◆ **TEXT TO READ**
=-=-=

Many years ago I read a Gibson novel called Zero History, which – I now know – was actually the concluding volume of the trilogy that starts with Pattern Recognition. I don’t remember much about Zero History other than that it seemed to involve a lot of discussion of fabric and it was clearly a sequel to something, so here we have another project. Set and written not long after the 9/11 attacks, which play a large part in the background, this is the story of Cayce (pronounced “Case”) Pollard, an artistic consultant whose primary traits are an unerring ability to know at a glance whether a proposed brand logo will work (a trait that earns her living) and a PTSD-like reaction to most other brand logos. She is also part of the worldwide fandom of the Footage – short, cryptic clips from what appears to be a very artsy sort of movie that appear randomly and are discussed obsessively in online forums. These traits collide when she takes a job with Blue Ant, a marketing company run by Hubertus Bigend. When he hires her to seek out the artist behind the Footage the story descends into a noirish blend of found alliances, betrayals, skullduggery, and international travel that covers London, the US, and Japan before settling into post-Soviet Russia. It’s a well-told story for the most part, though the ending is rather sudden and ties things up a bit too neatly.

Spook Country (William Gibson)

=-=-=

In the book review, which company does Cayce Pollard take a job with? The rows after this point are separate material, unrelated to the book review.

=-=-=

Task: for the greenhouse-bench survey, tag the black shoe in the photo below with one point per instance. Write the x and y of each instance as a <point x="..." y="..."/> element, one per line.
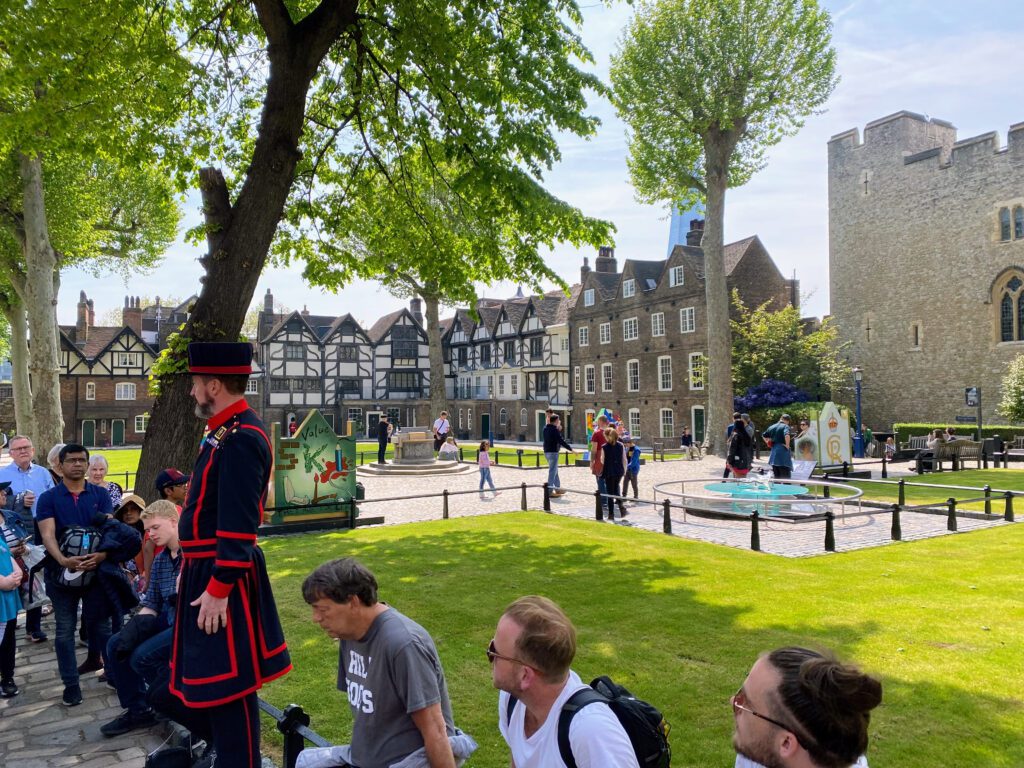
<point x="128" y="721"/>
<point x="73" y="695"/>
<point x="91" y="664"/>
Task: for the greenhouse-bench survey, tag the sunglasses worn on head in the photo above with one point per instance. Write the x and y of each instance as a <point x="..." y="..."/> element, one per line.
<point x="739" y="697"/>
<point x="493" y="654"/>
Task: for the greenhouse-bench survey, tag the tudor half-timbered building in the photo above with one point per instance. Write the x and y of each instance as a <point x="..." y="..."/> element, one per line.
<point x="509" y="366"/>
<point x="104" y="372"/>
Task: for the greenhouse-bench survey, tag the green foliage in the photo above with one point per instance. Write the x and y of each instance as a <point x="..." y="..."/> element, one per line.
<point x="776" y="344"/>
<point x="681" y="623"/>
<point x="689" y="74"/>
<point x="1012" y="404"/>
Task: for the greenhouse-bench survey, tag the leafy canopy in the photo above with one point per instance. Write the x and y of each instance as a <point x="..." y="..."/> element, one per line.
<point x="686" y="73"/>
<point x="770" y="344"/>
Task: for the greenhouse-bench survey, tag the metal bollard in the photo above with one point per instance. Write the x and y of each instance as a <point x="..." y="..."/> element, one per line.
<point x="295" y="742"/>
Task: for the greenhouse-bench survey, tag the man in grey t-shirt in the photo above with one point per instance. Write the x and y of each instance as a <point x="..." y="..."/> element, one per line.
<point x="387" y="666"/>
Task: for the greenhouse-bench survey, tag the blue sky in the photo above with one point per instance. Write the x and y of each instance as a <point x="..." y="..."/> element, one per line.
<point x="961" y="62"/>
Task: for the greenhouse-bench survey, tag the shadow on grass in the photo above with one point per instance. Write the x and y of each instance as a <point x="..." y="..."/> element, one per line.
<point x="665" y="617"/>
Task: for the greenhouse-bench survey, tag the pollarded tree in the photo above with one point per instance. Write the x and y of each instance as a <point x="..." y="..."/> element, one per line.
<point x="706" y="87"/>
<point x="87" y="90"/>
<point x="316" y="91"/>
<point x="436" y="229"/>
<point x="1012" y="404"/>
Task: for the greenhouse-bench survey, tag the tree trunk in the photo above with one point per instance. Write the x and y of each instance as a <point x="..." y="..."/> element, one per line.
<point x="718" y="375"/>
<point x="40" y="301"/>
<point x="24" y="417"/>
<point x="239" y="236"/>
<point x="438" y="396"/>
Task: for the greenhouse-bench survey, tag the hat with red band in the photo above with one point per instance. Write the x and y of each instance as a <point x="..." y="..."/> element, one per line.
<point x="220" y="357"/>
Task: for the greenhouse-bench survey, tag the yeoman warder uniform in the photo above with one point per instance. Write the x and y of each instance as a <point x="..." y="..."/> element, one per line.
<point x="221" y="672"/>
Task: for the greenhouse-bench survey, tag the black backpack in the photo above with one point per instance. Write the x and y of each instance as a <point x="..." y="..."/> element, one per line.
<point x="643" y="723"/>
<point x="77" y="542"/>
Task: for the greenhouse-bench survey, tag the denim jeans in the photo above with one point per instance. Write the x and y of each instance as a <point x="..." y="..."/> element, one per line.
<point x="553" y="481"/>
<point x="132" y="676"/>
<point x="485" y="477"/>
<point x="66" y="614"/>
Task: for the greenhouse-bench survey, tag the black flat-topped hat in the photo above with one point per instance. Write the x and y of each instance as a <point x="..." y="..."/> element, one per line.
<point x="225" y="357"/>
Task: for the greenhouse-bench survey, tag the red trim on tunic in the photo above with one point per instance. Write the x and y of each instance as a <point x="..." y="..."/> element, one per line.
<point x="221" y="418"/>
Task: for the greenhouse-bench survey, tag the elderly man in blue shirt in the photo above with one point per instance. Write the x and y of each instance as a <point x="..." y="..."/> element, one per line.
<point x="28" y="482"/>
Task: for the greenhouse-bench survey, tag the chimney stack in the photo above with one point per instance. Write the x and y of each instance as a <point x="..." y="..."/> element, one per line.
<point x="695" y="235"/>
<point x="605" y="260"/>
<point x="82" y="324"/>
<point x="131" y="314"/>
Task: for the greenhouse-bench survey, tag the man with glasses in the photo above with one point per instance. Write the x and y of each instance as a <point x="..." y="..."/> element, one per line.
<point x="802" y="709"/>
<point x="28" y="482"/>
<point x="73" y="503"/>
<point x="389" y="669"/>
<point x="530" y="655"/>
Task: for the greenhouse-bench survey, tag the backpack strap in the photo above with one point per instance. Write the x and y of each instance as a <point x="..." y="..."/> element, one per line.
<point x="577" y="701"/>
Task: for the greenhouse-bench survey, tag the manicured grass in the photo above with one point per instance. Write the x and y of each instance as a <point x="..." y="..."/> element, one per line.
<point x="1001" y="479"/>
<point x="679" y="623"/>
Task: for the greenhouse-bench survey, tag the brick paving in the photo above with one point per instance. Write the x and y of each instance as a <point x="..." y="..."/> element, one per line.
<point x="39" y="732"/>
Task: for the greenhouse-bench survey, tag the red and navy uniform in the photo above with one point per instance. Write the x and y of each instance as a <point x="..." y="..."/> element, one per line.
<point x="217" y="529"/>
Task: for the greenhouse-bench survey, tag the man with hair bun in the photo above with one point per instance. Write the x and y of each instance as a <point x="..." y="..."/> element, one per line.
<point x="803" y="709"/>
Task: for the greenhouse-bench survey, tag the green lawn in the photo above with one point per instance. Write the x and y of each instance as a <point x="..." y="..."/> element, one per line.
<point x="1001" y="479"/>
<point x="680" y="623"/>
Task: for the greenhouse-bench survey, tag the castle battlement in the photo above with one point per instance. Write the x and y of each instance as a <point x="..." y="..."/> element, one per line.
<point x="915" y="137"/>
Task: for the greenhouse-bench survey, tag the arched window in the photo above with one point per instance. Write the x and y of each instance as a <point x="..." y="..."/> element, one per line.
<point x="1004" y="223"/>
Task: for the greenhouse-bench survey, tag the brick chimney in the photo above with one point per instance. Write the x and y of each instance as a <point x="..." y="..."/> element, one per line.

=-=-=

◆ **THE RESPONSE**
Blue Ant, a marketing company run by Hubertus Bigend.